== Provided data
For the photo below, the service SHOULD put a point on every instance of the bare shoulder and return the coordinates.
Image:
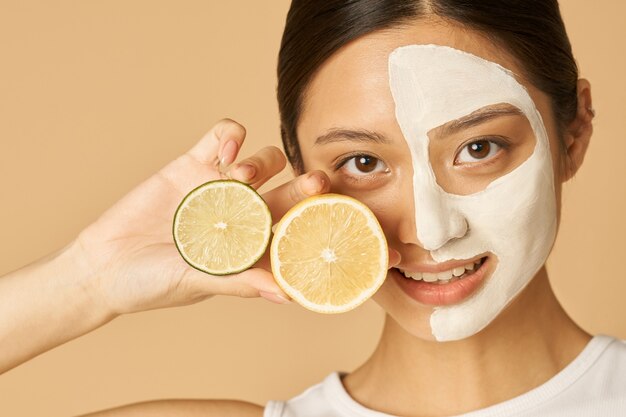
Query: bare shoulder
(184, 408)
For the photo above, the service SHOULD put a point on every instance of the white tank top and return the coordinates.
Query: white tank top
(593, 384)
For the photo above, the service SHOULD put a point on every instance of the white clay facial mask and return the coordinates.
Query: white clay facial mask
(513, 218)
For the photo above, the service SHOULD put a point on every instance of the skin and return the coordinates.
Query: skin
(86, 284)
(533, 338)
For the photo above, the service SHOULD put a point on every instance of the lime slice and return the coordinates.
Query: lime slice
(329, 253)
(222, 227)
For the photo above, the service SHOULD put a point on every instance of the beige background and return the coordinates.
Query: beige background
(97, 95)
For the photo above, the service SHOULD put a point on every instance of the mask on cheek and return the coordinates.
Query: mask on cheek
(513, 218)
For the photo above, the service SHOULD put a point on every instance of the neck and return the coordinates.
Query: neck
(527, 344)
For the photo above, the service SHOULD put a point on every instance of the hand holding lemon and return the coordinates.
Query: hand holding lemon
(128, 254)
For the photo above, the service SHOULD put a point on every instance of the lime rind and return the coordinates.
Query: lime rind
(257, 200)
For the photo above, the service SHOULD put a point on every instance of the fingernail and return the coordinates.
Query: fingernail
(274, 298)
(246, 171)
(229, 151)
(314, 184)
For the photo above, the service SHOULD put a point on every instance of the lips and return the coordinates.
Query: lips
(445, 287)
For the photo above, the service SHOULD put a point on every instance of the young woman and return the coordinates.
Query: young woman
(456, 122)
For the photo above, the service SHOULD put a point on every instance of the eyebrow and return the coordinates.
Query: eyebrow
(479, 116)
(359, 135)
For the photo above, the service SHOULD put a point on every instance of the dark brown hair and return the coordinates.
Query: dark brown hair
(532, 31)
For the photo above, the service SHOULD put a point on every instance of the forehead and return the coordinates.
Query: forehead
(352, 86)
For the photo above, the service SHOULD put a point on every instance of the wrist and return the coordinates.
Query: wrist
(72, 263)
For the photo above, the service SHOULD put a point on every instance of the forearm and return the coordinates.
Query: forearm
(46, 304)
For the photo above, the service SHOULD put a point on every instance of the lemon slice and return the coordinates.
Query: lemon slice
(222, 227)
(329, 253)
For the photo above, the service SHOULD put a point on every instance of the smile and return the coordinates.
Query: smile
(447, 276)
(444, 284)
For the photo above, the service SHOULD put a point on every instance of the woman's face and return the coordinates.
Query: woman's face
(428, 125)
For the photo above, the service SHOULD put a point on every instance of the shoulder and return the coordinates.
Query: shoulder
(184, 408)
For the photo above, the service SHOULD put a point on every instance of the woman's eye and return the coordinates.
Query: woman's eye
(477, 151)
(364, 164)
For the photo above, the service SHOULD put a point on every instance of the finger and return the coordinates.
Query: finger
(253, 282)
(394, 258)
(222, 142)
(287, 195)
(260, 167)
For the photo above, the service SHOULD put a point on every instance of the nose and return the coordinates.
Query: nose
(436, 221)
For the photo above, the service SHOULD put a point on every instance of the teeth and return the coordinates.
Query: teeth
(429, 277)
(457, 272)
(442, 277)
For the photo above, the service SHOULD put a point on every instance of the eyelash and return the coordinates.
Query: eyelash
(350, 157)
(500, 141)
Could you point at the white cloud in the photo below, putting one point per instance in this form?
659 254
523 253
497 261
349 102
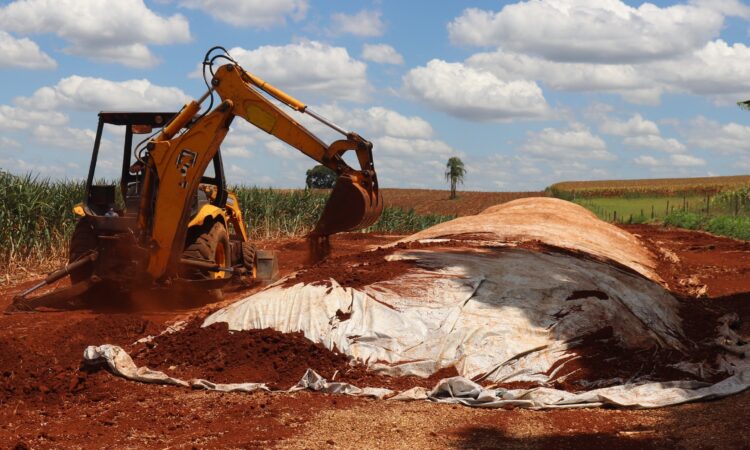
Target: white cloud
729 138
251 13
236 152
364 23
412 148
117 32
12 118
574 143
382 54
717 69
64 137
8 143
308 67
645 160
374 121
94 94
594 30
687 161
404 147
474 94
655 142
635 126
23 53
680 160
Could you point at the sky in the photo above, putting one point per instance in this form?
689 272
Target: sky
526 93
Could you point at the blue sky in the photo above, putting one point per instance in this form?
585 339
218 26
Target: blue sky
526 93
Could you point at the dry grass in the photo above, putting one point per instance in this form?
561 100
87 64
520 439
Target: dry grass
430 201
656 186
====
» **Task directions**
Rewrite every one of the entries with "the photo" swapped for "the image", keeping everything else the same. Leave the pictures out of your version.

» **Result of the exercise**
For the image below, the service SHOULD put a point on every instance of the bare shoulder and return the coordinates.
Image:
Query: bare shoulder
(184, 408)
For the image above, the service SHOULD put a point on every instance of the white tank top and return the coordinates.
Query: white tank top
(593, 384)
For the image above, the service SHOULD put a point on every instance of the white clay facial mask and return the coordinates.
Query: white clay facial mask
(513, 218)
For the image above, the service SHOULD put a point on every instance of the skin and return the coordinates.
Query: skin
(86, 284)
(533, 338)
For the image above, the service SHOULD put a point on every instance of the lime slice and return the coordinates.
Query: lime slice
(329, 253)
(222, 227)
For the image above, the service SHOULD put a point on every instance of the beige background and return the coordinates.
Query: beige background
(97, 95)
For the image above, the service SHOULD put a point on every instance of the mask on cheek and return the coordinates.
Query: mask on cheek
(513, 218)
For the image above, the service SHOULD put a point on every instance of the neck and return the coordinates.
Query: neck
(527, 344)
For the image above, the service SHOULD put a point on every instance of the hand holding lemon and return the coordinates.
Query: hand holding lemon
(128, 254)
For the image above, the service SHOULD put a point on every instance of the lime rind and return the coordinates.
Query: lime rind
(257, 200)
For the image above, the service SHOULD put a point on every instance of the fingernail and return the coordinates.
Query: fingernail
(274, 298)
(246, 171)
(229, 151)
(314, 184)
For the image above, the service SHOULD put a point on every instance of the lips and return the coordinates.
Query: lips
(445, 287)
For the image above, the service SHOULD put a point on every instance of the young woman and return the coordinates.
Query: young woman
(456, 122)
For the image above, the service SHOULD put a point on every instance of the eyebrow and return the coordinates.
Query: eyebrow
(479, 116)
(359, 135)
For the image above, the service SHOULD put a point on every instance of the dark brown hair and return the coordinates.
Query: dark brown hair
(532, 31)
For the image above, the service SHOULD put a point on every instance of the forehead and return the coordinates.
Query: forehead
(352, 86)
For the image above, the service SHOULD put a point on every instance of the wrist and return the coordinates.
Query: wrist
(72, 263)
For the image above, the service SHOULD put a point on every instance of the forearm and return the coordinates.
Query: forearm
(46, 304)
For the image above, the service SHOULD put a point on every instance of the lemon slice and return the coordinates.
Query: lemon slice
(222, 227)
(329, 253)
For the image above, the service SHOULD put a point on every instance of the smile and return the coordinates.
Query: smile
(447, 276)
(444, 284)
For the image above, the service SHOULD put a point on every instance of the woman's face and return the coordinates.
Query: woman's face
(428, 125)
For the image above, the service SHOULD put a point on every instance of the shoulder and return the coordinates.
Query: shoulder
(184, 408)
For the image above, the service SHOULD put a point on every instance of the woman's eye and return the coordinates.
Query: woman's eye
(477, 151)
(364, 164)
For the image above, the service SHOULD put a point on every instance of the finger and return the coordinates.
Query: finger
(253, 282)
(394, 258)
(222, 142)
(287, 195)
(260, 167)
For the image above, the service SHOULD put a point on every instance of the nose and return the coordinates.
Query: nose
(436, 221)
For the image above, the service SHOULD put a point on every instance of the teeth and return the coordinates.
Query: teeth
(429, 277)
(457, 272)
(442, 277)
For the image above, the service SHOULD put a point on every instance of the eyelash and return the coordinates.
Query: eyelash
(350, 157)
(500, 141)
Could you point at the white cloud in the image below, putting one point per instance in this form?
659 254
523 253
497 261
349 102
Target: white cloud
729 138
251 13
236 152
364 23
412 148
117 32
12 118
574 143
382 54
717 69
64 137
8 143
308 67
645 160
374 121
94 94
594 30
687 161
404 147
474 94
655 142
635 126
23 53
680 160
Could you point at the sky in the image above, putting one point per instance in this form?
689 272
Target: sky
526 93
Could you point at the blue sky in the image above, putting one point per instance in this form?
585 339
218 26
Target: blue sky
526 93
Could you point at the dry grass in the image above, putting one point per instance in this form?
561 100
87 64
520 439
Target: dry grass
430 201
656 186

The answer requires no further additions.